# Exercise prompt
Nothing but the lines from the one with "shaped like [426,135]." to the final line should be returned, each exactly as it appears.

# Data items
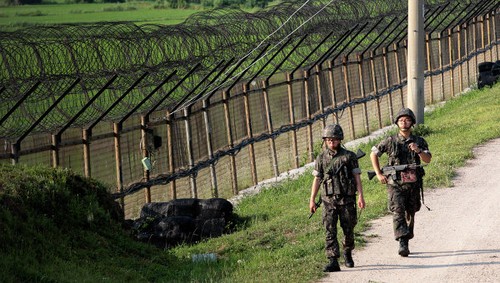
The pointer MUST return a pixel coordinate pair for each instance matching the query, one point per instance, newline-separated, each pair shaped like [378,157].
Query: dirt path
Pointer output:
[457,241]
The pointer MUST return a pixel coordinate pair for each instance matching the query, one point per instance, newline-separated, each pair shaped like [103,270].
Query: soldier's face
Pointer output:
[405,123]
[332,143]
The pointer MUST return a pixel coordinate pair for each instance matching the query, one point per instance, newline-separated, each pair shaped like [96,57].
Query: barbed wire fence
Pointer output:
[188,111]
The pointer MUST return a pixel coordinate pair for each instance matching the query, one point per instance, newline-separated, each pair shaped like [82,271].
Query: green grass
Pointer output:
[47,234]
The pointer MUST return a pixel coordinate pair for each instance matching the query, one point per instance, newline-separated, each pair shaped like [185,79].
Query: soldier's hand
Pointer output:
[382,178]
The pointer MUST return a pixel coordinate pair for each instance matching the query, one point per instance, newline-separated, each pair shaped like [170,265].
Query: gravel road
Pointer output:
[457,241]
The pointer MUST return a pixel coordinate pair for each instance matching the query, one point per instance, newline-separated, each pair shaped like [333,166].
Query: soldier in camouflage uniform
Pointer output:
[336,168]
[404,197]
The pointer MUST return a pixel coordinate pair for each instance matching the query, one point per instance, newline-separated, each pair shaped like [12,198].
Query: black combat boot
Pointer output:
[332,266]
[403,247]
[348,259]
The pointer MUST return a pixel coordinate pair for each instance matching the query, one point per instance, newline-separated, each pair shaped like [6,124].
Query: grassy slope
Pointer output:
[52,232]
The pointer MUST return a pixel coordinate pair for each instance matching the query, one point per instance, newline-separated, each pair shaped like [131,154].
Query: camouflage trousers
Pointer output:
[346,215]
[404,202]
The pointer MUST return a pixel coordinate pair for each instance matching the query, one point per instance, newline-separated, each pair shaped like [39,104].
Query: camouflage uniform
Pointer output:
[338,194]
[404,199]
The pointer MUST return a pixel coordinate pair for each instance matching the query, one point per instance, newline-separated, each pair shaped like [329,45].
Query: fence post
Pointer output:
[189,148]
[227,116]
[248,119]
[459,57]
[466,51]
[86,152]
[332,88]
[375,87]
[396,57]
[270,130]
[387,80]
[145,154]
[488,20]
[474,41]
[118,162]
[348,94]
[208,131]
[170,154]
[56,141]
[452,68]
[429,66]
[291,113]
[363,92]
[483,45]
[318,89]
[308,115]
[440,53]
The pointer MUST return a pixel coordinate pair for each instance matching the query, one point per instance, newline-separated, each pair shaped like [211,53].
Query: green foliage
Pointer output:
[272,233]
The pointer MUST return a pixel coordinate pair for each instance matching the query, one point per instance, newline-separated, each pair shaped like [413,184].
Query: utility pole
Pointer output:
[416,61]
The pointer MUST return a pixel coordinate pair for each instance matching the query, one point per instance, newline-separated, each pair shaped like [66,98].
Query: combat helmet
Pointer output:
[333,131]
[405,112]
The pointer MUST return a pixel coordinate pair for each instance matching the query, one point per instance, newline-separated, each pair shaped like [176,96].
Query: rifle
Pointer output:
[391,170]
[359,154]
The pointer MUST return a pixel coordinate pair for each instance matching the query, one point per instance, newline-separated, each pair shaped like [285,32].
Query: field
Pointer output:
[12,17]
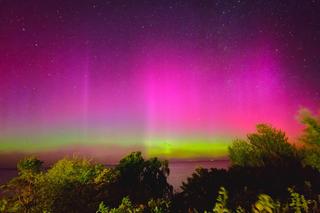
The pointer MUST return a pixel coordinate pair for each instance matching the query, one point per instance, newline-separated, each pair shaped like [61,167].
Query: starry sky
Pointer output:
[177,79]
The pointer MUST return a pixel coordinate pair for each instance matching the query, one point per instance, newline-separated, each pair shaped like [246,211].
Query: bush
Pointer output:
[268,146]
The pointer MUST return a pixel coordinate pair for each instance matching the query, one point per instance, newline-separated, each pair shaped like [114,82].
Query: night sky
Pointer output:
[170,78]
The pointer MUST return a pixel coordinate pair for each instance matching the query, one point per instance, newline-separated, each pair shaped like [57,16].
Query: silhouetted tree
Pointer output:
[267,146]
[142,179]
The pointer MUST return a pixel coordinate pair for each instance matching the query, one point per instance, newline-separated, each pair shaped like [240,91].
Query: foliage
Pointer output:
[310,138]
[29,165]
[268,146]
[221,203]
[265,204]
[298,203]
[142,179]
[159,205]
[126,206]
[311,132]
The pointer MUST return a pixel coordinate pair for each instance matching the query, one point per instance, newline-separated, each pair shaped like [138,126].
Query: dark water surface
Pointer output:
[179,171]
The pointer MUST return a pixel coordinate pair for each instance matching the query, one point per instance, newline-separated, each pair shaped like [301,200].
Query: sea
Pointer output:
[179,170]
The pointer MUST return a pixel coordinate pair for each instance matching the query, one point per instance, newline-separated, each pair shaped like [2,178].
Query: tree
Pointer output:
[268,146]
[310,138]
[20,192]
[311,132]
[143,180]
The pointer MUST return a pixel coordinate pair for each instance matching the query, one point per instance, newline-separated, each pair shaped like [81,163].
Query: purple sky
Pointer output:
[128,73]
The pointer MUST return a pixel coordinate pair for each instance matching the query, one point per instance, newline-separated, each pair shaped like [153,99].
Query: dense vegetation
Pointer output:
[267,174]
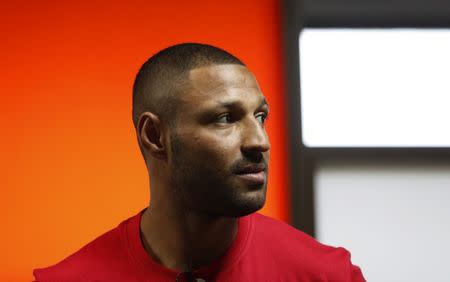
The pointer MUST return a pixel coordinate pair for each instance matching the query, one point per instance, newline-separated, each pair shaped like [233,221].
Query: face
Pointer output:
[219,146]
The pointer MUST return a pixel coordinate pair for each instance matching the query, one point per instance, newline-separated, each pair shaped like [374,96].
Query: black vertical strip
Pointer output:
[300,165]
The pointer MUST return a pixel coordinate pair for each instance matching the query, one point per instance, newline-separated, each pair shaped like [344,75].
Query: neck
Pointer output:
[185,240]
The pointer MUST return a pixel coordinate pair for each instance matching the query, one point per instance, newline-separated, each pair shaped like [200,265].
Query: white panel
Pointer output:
[395,219]
[375,87]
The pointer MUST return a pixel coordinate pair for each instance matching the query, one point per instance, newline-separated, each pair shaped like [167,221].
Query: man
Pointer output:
[199,116]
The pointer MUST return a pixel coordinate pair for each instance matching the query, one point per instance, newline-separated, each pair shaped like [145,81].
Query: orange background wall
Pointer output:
[69,157]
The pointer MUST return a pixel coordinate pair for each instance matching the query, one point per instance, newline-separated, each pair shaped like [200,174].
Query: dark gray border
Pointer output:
[343,13]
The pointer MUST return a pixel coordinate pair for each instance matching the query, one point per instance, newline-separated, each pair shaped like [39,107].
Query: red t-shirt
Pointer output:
[263,250]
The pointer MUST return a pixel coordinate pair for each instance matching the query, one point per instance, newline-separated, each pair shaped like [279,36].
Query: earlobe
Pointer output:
[150,135]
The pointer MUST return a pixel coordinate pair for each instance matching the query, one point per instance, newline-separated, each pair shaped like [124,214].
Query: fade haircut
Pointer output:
[162,77]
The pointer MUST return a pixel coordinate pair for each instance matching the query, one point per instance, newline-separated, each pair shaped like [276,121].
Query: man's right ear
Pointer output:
[151,135]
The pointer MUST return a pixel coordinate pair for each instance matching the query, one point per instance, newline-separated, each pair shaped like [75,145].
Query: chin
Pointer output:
[246,204]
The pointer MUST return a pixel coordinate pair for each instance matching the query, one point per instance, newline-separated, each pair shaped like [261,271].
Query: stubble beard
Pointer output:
[207,190]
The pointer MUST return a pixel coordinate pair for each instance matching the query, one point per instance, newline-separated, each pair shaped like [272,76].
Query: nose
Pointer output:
[254,139]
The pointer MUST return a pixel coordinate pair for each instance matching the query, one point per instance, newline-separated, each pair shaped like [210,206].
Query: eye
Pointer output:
[261,117]
[224,118]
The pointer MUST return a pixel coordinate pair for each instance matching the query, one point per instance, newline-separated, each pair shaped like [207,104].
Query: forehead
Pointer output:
[220,83]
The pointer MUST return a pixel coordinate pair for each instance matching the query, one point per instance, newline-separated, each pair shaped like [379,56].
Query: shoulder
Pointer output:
[295,249]
[103,252]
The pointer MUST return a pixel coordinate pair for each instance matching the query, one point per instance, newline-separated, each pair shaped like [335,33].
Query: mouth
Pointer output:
[253,174]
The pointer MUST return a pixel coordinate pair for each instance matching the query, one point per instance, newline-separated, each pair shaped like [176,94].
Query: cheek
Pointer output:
[214,149]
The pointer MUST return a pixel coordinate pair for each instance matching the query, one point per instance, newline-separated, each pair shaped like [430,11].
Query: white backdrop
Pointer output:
[393,218]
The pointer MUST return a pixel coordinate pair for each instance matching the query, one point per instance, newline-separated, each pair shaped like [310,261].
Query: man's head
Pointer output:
[199,116]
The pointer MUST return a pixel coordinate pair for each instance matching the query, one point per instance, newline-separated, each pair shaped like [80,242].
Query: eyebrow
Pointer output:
[229,104]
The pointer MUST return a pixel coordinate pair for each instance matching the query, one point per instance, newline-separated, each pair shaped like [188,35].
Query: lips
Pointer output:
[254,174]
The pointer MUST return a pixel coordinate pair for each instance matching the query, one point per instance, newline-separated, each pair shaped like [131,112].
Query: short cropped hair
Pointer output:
[162,76]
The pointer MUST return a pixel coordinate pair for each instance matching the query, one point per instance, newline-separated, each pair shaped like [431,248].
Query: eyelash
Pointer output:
[228,115]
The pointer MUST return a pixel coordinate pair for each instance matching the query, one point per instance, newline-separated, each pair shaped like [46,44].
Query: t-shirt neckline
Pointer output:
[223,264]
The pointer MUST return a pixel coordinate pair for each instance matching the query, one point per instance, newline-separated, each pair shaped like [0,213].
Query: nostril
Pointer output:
[253,156]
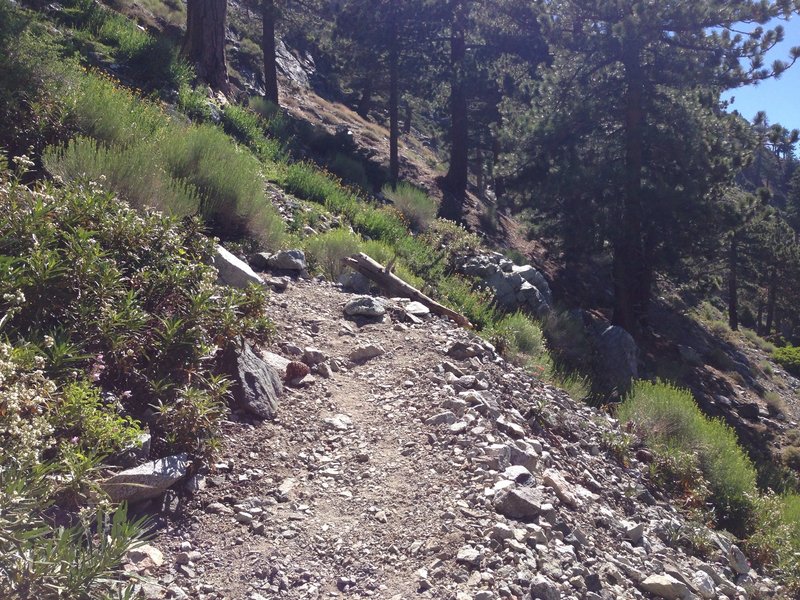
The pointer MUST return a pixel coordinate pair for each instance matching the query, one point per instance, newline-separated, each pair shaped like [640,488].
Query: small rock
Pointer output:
[145,557]
[339,422]
[737,560]
[704,585]
[234,271]
[469,556]
[146,481]
[544,589]
[443,418]
[521,503]
[665,586]
[288,260]
[365,306]
[366,352]
[553,479]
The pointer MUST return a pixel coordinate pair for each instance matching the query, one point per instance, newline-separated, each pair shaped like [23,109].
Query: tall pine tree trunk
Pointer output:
[631,272]
[771,300]
[204,44]
[365,102]
[268,18]
[394,99]
[456,179]
[733,283]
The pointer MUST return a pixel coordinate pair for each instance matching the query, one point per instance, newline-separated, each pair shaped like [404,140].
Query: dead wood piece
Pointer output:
[395,286]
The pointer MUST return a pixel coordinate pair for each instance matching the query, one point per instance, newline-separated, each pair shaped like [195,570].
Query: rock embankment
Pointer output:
[427,467]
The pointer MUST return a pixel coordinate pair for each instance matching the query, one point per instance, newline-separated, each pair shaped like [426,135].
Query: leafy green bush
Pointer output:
[326,251]
[155,161]
[128,300]
[775,540]
[248,128]
[132,172]
[97,428]
[791,457]
[43,561]
[669,419]
[475,304]
[517,333]
[789,358]
[413,203]
[350,170]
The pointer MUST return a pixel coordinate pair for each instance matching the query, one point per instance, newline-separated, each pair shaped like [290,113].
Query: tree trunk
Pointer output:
[268,17]
[394,99]
[204,44]
[456,178]
[631,271]
[771,298]
[733,285]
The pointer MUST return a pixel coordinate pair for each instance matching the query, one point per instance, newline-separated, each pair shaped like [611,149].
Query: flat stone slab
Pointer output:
[146,481]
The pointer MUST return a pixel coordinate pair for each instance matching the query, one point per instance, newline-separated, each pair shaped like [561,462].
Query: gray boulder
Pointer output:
[524,503]
[256,385]
[146,481]
[288,260]
[619,356]
[234,271]
[365,306]
[354,282]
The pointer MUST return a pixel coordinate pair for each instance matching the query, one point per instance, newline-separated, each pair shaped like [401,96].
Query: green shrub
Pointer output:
[350,170]
[385,254]
[43,561]
[413,203]
[379,224]
[791,457]
[153,160]
[775,404]
[517,333]
[789,358]
[326,251]
[94,426]
[671,422]
[460,295]
[126,299]
[132,172]
[247,127]
[775,541]
[194,104]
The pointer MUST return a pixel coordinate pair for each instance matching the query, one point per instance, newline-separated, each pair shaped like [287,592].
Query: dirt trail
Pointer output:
[360,499]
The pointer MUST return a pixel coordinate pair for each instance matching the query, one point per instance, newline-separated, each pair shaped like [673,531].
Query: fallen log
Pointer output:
[394,286]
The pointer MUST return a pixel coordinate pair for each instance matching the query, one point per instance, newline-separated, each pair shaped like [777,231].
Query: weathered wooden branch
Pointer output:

# Final result
The pointer MUST return a pixel coordinate pair for each instance matching the query, one point per instance, newline-separated, each pair shaped like [426,135].
Query: leafy green bush
Pointer output:
[326,251]
[155,161]
[128,300]
[775,540]
[248,128]
[132,172]
[97,428]
[791,457]
[43,561]
[669,419]
[475,304]
[517,333]
[789,358]
[413,203]
[350,170]
The pointer MUST return a pixel coordinate pair for each instance matching the query, one point per instance, newline-separated, each pair shaped like [290,113].
Query: tree trunk
Pointer output:
[268,17]
[394,99]
[204,44]
[456,178]
[631,271]
[771,298]
[733,285]
The pointer MUST return a pixel coordinate pair for each instance matching the query, one point per instance, newline-separated, each pair shaped like [611,149].
Query: flat stone slab
Pointer output:
[146,481]
The pointer MUST return a pixel coordinate pair for each instance matching the query, one point per instance, newline-separated, each pair shaped like [561,462].
Query: gray boulder
Pointer output:
[524,503]
[256,385]
[146,481]
[288,260]
[619,356]
[234,271]
[365,306]
[354,282]
The pointer MUST return a pixel coordinate pair for each instance matching the query, one point per instance, newline-separated, each pair shaped like [401,96].
Query: green shrub
Pointer output:
[350,170]
[385,254]
[43,561]
[413,203]
[379,224]
[791,457]
[153,160]
[775,404]
[517,333]
[789,358]
[326,251]
[94,426]
[671,422]
[460,295]
[126,299]
[132,172]
[247,127]
[775,541]
[194,104]
The pointer MUST return a pixel coordinate pair for each instance matching the query, one point per instance, newline-separated, each pair shaped like [287,592].
Query: dirt trail
Pointer output:
[360,499]
The pointer MUST return a pixel coordinate pair for each instance matching the query, one point per instance, newline-separated, each pair shaped like [673,531].
Query: fallen log
Pointer output:
[394,286]
The pointer MUST return a pixel coordinate pair for each instance matching the query, one point per instance, newline-separated, each pair shaped like [777,231].
Query: weathered wooden branch
Pointer output:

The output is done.